O exercício ▸ Resuma em duas frases o excerto sobre os três casamentos de Joaquina Marques.

A outra, a quase impossibilidade de sobrevivência de uma pessoa adulta solitária, muito menos quando, como em geral era o caso, tinha filhos menores.
Ainda que não tivesse filhos. A verdade é que uma acentuada especialização da educação, fazia com que um homem nada soubesse das tarefas domésticas, nem a mulher estivesse apta ao exercício da generalidade das tarefas de exterior, caracterizadas, aliás, por exigirem, em regra, um grande esforço físico.

O homem e a mulher eram, assim, verdadeiramente complementares e, unidos, tinham muito melhores condições para enfrentar as dificuldades quotidianas.

A D. Joaquina Marques, essa, casou por três vezes:

1858
Ataija de
Sima
Joaquina
Marques
m.er de Joaq.im
Verissimo.
Aos nove dias do mez de Fevereiro de mil oito centos, e cincoenta, e oito, falleceo e foi sepultada no Adro d’esta Parochial Igreja de S. Vicente d’Aljubarrota, tendo recebido os Sacramentos da Penitencia, Sagrado Viático, e Extrema Unção Joaquina Marques, cazada com Joaquim Verissimo d’Ataija de Sima. Fez disposição verbal deixou a terça dos seus bens a seo Marido e pela sua alma quinze Missas e pelas almas de seos dous defuntos Maridos dez, e uma oliveira á Confraria do SS.mo sacramento desta Freguesia, do que para constar fiz este assento, que assignarão como testemunhas Joaquim da Roza Sacristão, e Manoel Francisco Torneiro, dia, mez, e anno ut supra.
O Parocho Manuel Vieira da Silva            
Test.as
Joaquim da Roza                      Mel + Fr.o Tornro

  
O que levou a Joaquina Marques a casar três vezes?
O primeiro marido, João Vieira, morreu em 1826 e deixou uma filha (Maria da Graça), com 12 anos.
O casamento seguinte foi, ainda, mais breve já que o marido, Joaquim Antunes, veio a falecer logo em Julho de 1833, durante a epidemia de cólera que, então, assolou a Ataíja de Cima e de que, noutra ocasião, havemos de falar com mais pormenor.
Nessa altura, em 1833, a Joaquina Marques teria cerca de quarenta anos e já estava viúva duas vezes!

Do terceiro casamento, não houve filhos, ao menos que tivessem sobrevivido. Ou seja, o marido Joaquim Veríssimo, não tinha descendentes.
Porquê, então, a deixa que lhe faz a falecida, com aparente prejuízo de sua filha Maria da Graça?
Claramente, a Joaquina Marques quer assegurar as melhores condições ao seu sobrevivo marido mas, ao contrário do que parece, sem prejudicar a filha.
Trata-se de testamentos cruzados.
É que, por sua vez e como se vê do respectivo assento de óbito, o Joaquim Veríssimo fez testamento a favor de João Maria Cláudio de Souza, genro da Joaquina Marques.

O que me chamou a atenção para este assento de óbito foi a disposição testamentária pela qual a Joaquina Marques manda que se rezem, “pelas almas de seos dous defuntos Maridos dez” missas. Foi essa naturalidade na assunção da pluralidade de casamentos, a qual leva a que todos os três maridos sejam objecto das últimas atenções da moribunda, que me despertou a curiosidade.


Descobrir que a Joaquina Marques e o seu primeiro marido, João Vieira, foram meus tetravôs, é um pormenor.

Listagem ▸
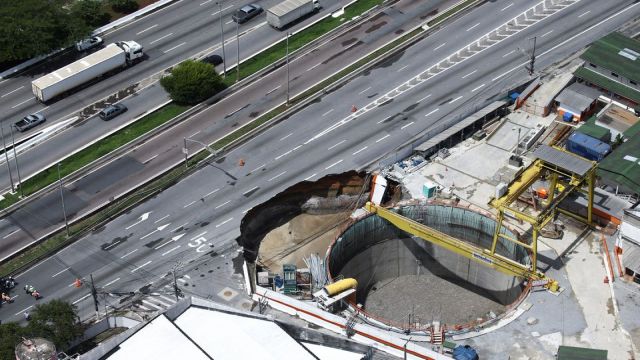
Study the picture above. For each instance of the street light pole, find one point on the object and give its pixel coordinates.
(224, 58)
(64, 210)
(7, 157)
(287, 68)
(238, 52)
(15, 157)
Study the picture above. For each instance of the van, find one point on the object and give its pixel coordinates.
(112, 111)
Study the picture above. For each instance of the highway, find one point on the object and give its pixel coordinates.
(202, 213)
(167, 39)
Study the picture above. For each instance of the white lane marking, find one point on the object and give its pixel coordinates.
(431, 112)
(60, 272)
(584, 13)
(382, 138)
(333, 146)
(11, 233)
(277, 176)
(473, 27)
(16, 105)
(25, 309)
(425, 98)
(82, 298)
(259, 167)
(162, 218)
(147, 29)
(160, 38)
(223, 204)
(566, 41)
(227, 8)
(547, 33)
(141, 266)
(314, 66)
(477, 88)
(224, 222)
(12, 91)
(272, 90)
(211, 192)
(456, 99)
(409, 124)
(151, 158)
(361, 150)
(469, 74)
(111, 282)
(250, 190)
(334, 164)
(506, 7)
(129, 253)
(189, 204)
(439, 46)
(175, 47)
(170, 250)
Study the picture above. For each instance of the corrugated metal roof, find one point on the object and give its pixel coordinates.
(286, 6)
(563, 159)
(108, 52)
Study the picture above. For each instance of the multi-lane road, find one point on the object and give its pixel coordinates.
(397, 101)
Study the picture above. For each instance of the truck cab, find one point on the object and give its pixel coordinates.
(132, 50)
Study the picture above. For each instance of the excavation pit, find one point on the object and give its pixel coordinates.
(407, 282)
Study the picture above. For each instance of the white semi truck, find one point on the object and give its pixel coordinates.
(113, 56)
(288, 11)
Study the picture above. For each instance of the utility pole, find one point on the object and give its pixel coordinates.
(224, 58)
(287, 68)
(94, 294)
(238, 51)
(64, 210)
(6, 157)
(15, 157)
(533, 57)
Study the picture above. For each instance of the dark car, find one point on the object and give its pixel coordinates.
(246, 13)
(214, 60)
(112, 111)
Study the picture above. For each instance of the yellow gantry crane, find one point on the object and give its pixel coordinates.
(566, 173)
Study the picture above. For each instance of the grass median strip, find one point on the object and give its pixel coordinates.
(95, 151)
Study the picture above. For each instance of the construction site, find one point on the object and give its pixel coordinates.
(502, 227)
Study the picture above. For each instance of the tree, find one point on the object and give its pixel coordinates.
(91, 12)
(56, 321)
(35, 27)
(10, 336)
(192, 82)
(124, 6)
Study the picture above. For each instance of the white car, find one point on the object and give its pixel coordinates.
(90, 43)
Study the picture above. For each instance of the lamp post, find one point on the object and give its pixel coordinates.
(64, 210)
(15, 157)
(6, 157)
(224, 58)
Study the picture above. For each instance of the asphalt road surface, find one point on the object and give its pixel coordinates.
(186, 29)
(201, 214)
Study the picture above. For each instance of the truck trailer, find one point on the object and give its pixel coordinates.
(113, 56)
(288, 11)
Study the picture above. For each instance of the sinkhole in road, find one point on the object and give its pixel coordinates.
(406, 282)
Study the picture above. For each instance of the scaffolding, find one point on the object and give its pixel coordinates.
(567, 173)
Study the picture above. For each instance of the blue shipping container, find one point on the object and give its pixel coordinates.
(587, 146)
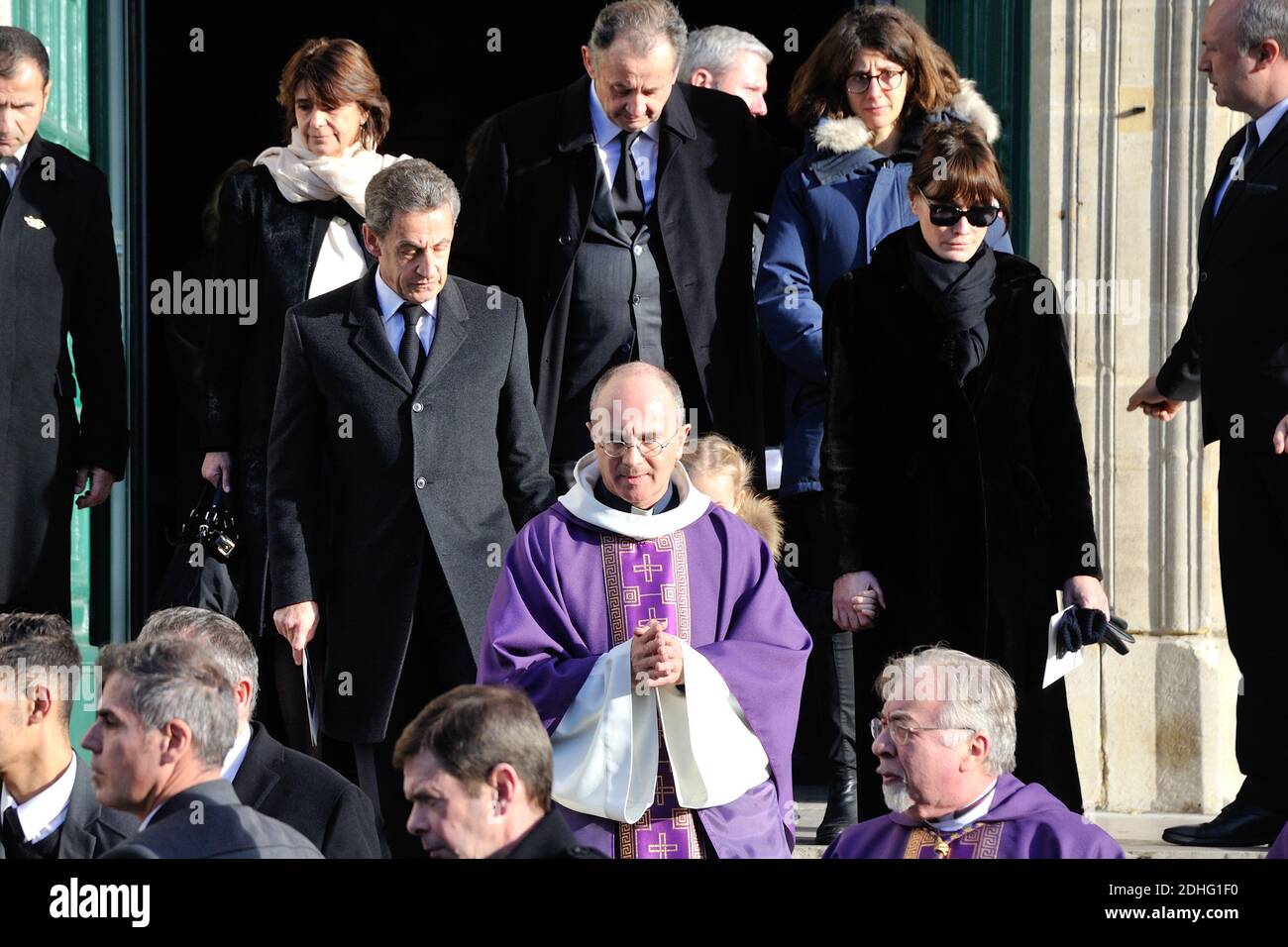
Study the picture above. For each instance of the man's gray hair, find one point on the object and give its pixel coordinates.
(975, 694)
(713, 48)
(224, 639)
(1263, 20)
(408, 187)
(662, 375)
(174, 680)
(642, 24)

Resposta completa ▸ Joaquina Marques casou três vezes: o primeiro marido, João Vieira, morreu em 1826, e o segundo, Joaquim Antunes, faleceu em julho de 1833, durante a epidemia de cólera na Ataíja de Cima. Ao morrer, a 9 de fevereiro de 1858, deixou a terça dos seus bens ao terceiro marido, Joaquim Veríssimo, e mandou rezar missas também pelos dois maridos falecidos, num arranjo de testamentos cruzados, pois ele fez testamento a favor do genro dela, João Maria Cláudio de Souza.